> Passage provided:
:::::

The Rolling Stones opened their first ever concert in mainland China on Saturday with the classic hit, "Start Me Up."

The veteran rockers played to a packed house at Shanghai's 8,000 seat indoor stadium, where the audience was overwhelmingly foreign.

There was little sign of the fan frenzy that has followed the band on other stops on their current "A Bigger Bang" tour, however, demand for tickets had driven up the price to 5,000 yuan (US$624) on the black market.

Chinese rock pioneer Cui Jian who was to perform with the band said before the concert the show was a "milestone" for him and all rock fans in China.

"It is a big moment, I will never forget this," said Cui, who's songs were anthems for student protesters in Beijing's Tiananmen Square in 1989.

In a reminder of the authoritarian communist government's cautious attitude toward the influence of western pop culture, The Stones were told not to perform five of their biggest hits because of suggestive lyrics.

"We kind of expected that. We didn't expect to come to China and not be censored," Jagger said at a news conference Friday marking the band's appearance in the mainland, the first in their 40-year career.

An original request to alter the song list was made ahead of the band's planned 2003 China concerts, but the concerts were canceled due to the outbreak of severe acute respiratory syndrome (SARS). Jagger said he'd hoped the request would be dropped, but "then it came back."

:::::

> Stored data:

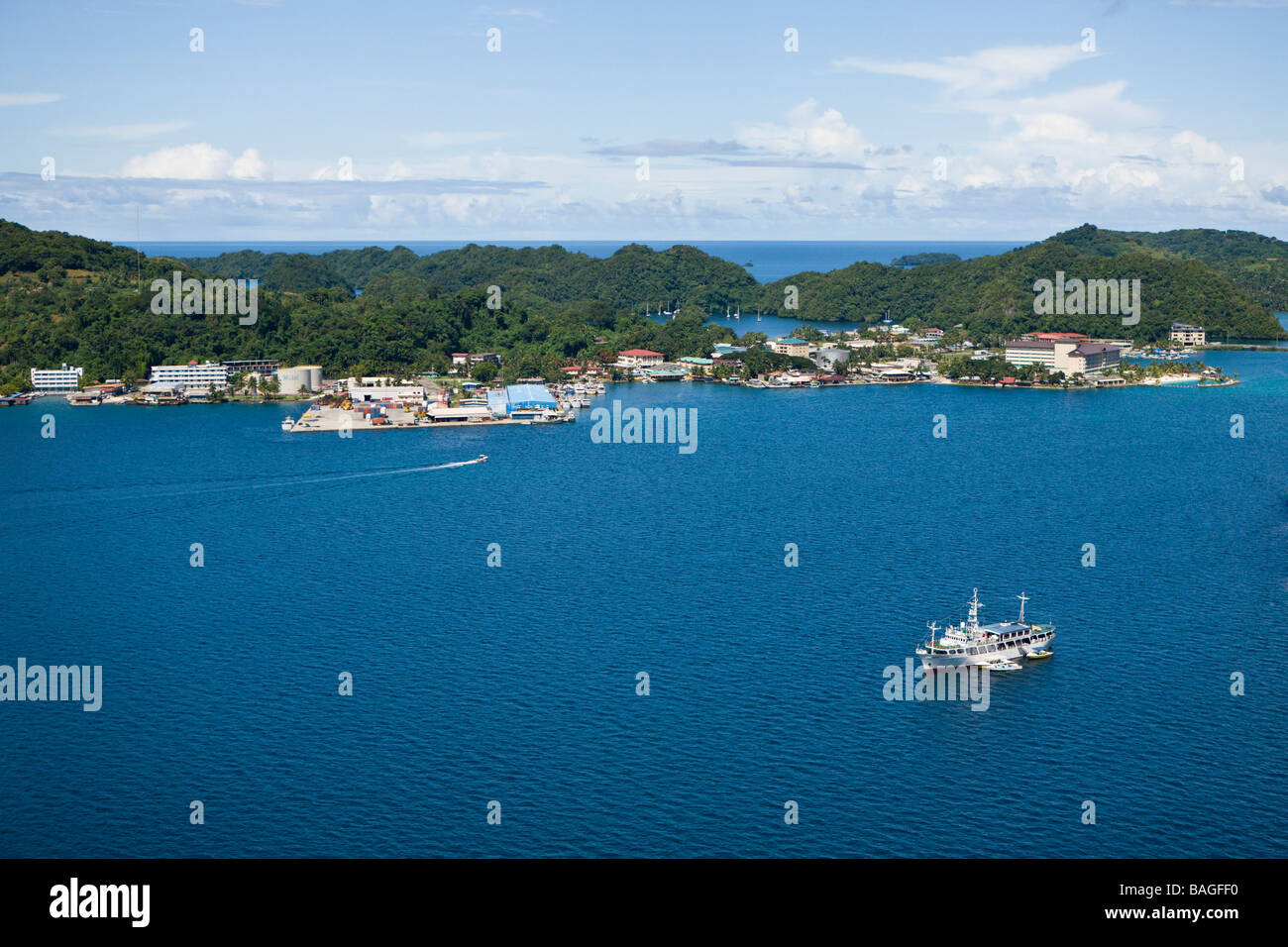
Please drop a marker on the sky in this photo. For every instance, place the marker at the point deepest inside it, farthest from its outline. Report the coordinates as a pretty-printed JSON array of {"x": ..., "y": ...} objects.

:::::

> Problem to work on: In one to three sentences, explain why the Rolling Stones were told not to perform five of their biggest hits, according to the article on their Shanghai concert.

> Answer for this exercise: The band was told to drop the five songs because of their suggestive lyrics. The article presents this as a reminder of the authoritarian communist government's cautious attitude toward the influence of western pop culture.